- _Goal_
In the thread on discriminative learning rates below, what learning rate might the pretrained backbone be given during finetuning?

- _Text excerpt_

Discriminative learning rates #35

lorenzoh · 2021-04-11T08:48:25Z

Discriminative learning rates means using different learning rates for differents part of a model, so-called layer groups. This is used in fastai when finetuning models.

lorenzoh · 2021-04-11T10:17:15Z

So as practiced in fastai (see fastai._BaseOptimizer.set_hyper, fastai.fine_tune), this can usually be reduced to having one absolute learning rate and then having different parts of the model be trained with that learning rate times a constant factor. For example, when finetuning, the pretrained backbone might have a tenth that learning rate while the randomly initialized head of the model has the full learning rate.

Sorting through the Flux.jl optimizer documentation and its source, I think this can be reduced to a wrapper optimizer that discounts the gradient based on the factor associated with a parameter. Leaving the model splitting and constructor aside, the update! step could look something like this:

mutable struct DiscriminativeLR
    factors::IdDict
end

function update!(o::DiscriminativeLR, x, Δ::AbstractArray{T})
    factor = convert(T, get(o.factors, x, 1))
    if factor != 1
        @. Δ *= factor
    end
end

An optimizer could then be adapted to use discriminative learning rates as follows:

optim = Optimiser(DiscriminativeLR(...), ADAM())

Now, this implementation requires an extra multiplication for every parameter, but I'm not sure if this makes a large performance difference in practice and I see the same being done in the implementation of ExpDecay.

@darsnack, I recall you being involved with the Flux.jl optimizers, what do you think about this approach?

ToucheSir · 2021-04-11T16:47:09Z

This looks reasonable and wouldn't be too difficult to port to https://github.com/FluxML/Optimisers.jl either, but the real challenge is in how to generate factors for the optimizer in the first place. Fastai as a concept of param groups generated by a splitting function, but after working with it I'm not convinced that's the best approach (requires deep knowledge of the model structure, where you want to split, etc). This will likely require a couple of design iterations :)

lorenzoh · 2021-04-11T17:04:27Z

I totally agree that that's the hard part 😅 splitting models into groups will also be useful for other things like freezing and advanced visualizations, so it definitely is important to find a nice API for it. I think we should start with the basic, but common case where you have a Chain and you have index ranges that define param groups/layer groups. When fine-tuning (which is the main usecase for discriminative learning rates as far as I could tell) a model created by methodmodel you will usually have a 2-element Chain(backbone, head) where this works great. For now, in finetune! we could check for a 2-element Chain and use those as groups or else tell the user to pass in a splitter (e.g. indices).

And then, as you said, iterate on how a splitter is represented and in what other ways of splitting beside indices might be useful. Does that sound reasonable?

darsnack · 2021-04-11T17:27:31Z

Implementation-wise, this is the correct way to do this for the current state of Flux's optimizers. The IdDict approach is simple to port to FluxML/Optimisers.jl too.

- _Data section_
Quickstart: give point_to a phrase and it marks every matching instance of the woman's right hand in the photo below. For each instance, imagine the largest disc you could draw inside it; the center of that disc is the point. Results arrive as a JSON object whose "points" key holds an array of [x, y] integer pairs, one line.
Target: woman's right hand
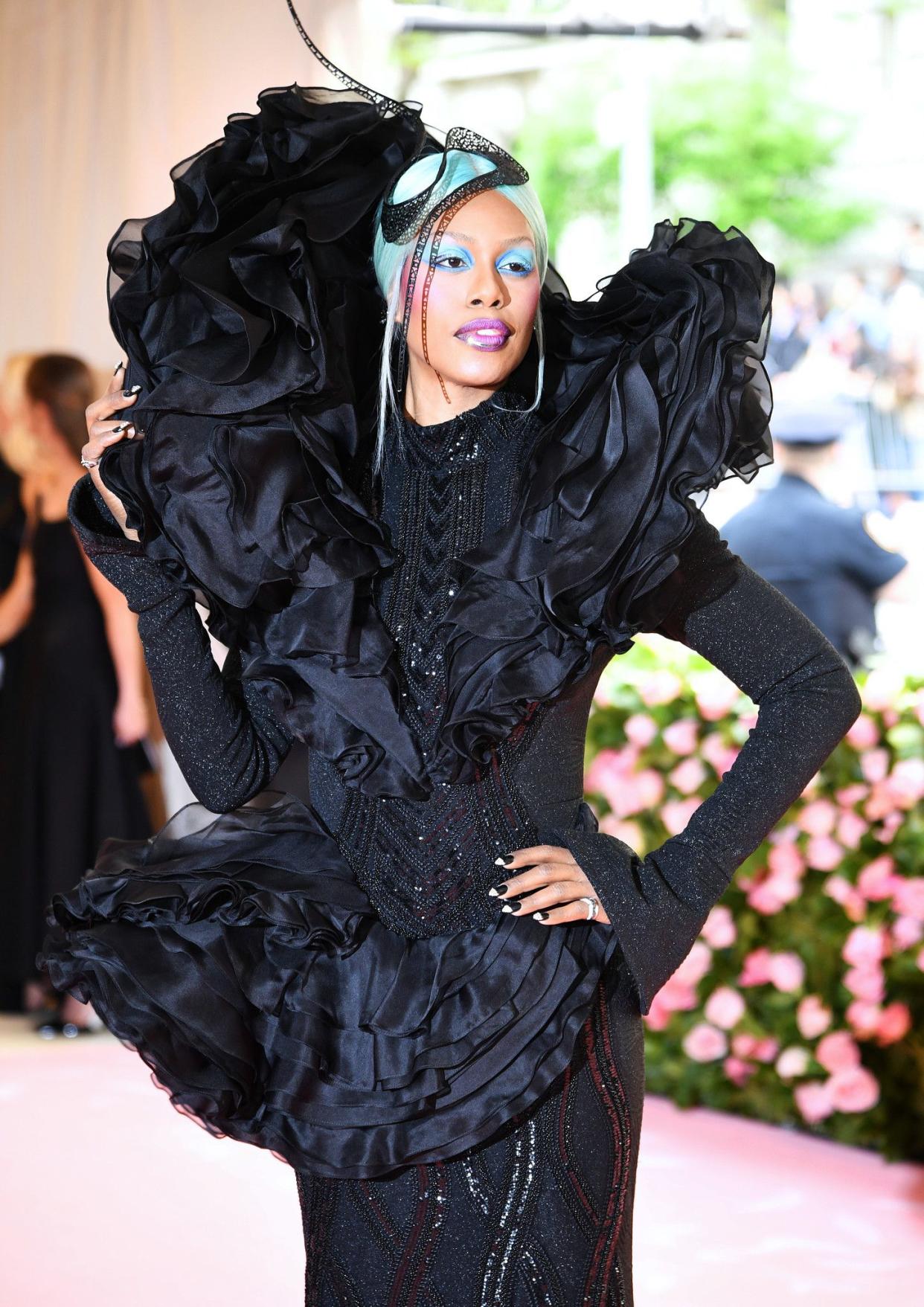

- _Completed exercise_
A tenth of the learning rate, while the randomly initialized head keeps the full learning rate.